• **Exercise details**:
Scan the lines below for the word "rear". Copy each line you find it in.

━━━━━━━━━━

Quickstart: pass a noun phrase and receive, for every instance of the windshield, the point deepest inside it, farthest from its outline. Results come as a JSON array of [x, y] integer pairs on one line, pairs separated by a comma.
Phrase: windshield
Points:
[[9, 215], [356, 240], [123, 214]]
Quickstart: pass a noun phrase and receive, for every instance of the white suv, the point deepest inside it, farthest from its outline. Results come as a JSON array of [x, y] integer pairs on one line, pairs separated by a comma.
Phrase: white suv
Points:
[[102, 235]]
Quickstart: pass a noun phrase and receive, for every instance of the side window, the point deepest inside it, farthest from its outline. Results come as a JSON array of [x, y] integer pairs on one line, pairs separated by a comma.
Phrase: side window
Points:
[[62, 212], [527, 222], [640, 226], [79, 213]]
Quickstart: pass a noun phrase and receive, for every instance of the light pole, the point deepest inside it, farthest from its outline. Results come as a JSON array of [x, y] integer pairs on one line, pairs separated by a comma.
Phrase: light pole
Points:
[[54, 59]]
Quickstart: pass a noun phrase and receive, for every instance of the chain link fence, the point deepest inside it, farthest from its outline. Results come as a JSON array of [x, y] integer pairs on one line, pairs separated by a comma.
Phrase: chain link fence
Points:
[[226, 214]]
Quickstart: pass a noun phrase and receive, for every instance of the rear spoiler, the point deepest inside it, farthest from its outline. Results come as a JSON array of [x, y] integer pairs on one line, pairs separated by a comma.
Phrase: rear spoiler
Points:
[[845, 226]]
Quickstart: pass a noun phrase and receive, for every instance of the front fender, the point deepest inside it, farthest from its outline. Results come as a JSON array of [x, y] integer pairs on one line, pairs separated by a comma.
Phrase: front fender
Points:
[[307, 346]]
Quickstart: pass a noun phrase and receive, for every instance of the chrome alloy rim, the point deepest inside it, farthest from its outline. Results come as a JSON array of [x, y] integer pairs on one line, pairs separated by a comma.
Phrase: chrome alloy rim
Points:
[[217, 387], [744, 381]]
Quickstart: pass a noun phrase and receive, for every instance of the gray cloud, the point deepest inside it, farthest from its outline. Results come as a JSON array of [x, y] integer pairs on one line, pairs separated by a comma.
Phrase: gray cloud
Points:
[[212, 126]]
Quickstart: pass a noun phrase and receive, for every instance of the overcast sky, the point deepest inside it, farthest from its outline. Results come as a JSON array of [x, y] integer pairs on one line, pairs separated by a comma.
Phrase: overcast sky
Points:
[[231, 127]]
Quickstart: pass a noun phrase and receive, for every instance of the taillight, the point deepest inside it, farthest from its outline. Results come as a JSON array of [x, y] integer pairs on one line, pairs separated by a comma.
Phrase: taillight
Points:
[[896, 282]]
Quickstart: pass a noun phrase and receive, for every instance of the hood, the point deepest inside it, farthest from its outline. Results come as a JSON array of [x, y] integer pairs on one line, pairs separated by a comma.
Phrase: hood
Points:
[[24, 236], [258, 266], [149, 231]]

━━━━━━━━━━

• **Written answer**:
Quickstart: pass a noun phrase and receive, for every instance of the rear spoiler, the point deepest inside it, farthest from its outline. Results come as a JSON array of [x, y] integer pairs on one line, pairs separated by a comma.
Phrase: rear spoiler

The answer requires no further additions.